Task instructions: Rewrite the records below from the line containing "face in the photo above." through the line containing "(1169, 384)", inclusive, keeping the request line and adding 45 to each coordinate in the answers. Give only those lines.

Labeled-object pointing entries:
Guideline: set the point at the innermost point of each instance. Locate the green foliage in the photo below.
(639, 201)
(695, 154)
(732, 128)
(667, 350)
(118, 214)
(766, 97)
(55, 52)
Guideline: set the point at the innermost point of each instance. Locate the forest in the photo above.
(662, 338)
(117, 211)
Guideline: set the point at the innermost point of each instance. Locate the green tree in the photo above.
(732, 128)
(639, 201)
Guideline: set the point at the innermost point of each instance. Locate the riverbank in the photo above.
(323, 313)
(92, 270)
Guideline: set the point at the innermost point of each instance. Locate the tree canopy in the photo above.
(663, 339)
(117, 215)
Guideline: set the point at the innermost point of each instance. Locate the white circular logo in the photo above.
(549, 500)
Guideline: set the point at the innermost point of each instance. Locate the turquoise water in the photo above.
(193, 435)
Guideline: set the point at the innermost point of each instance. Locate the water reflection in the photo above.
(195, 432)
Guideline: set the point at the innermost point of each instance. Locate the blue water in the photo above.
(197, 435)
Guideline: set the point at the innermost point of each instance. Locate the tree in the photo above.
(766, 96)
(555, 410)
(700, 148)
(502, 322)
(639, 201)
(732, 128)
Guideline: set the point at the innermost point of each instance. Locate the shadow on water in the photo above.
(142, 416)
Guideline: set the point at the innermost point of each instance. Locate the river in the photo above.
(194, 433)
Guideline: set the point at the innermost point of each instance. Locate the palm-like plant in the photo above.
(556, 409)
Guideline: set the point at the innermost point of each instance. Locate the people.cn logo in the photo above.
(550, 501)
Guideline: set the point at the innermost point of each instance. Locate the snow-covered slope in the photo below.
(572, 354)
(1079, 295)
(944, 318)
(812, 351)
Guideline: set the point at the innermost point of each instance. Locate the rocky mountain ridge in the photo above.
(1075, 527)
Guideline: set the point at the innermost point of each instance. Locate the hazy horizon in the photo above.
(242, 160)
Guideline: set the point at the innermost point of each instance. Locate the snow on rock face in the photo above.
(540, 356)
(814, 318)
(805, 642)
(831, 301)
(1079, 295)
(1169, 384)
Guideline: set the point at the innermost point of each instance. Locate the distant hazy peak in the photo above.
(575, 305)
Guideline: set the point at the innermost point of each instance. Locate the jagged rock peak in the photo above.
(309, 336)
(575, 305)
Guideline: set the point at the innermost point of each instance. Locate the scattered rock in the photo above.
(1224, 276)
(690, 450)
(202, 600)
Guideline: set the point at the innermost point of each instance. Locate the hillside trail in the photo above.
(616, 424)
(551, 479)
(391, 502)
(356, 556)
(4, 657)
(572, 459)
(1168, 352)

Task solution:
Guideline: set the point at the innermost point of each instance. Locate the snow on rock face in the photo above.
(585, 401)
(859, 363)
(850, 687)
(876, 346)
(1124, 340)
(1214, 429)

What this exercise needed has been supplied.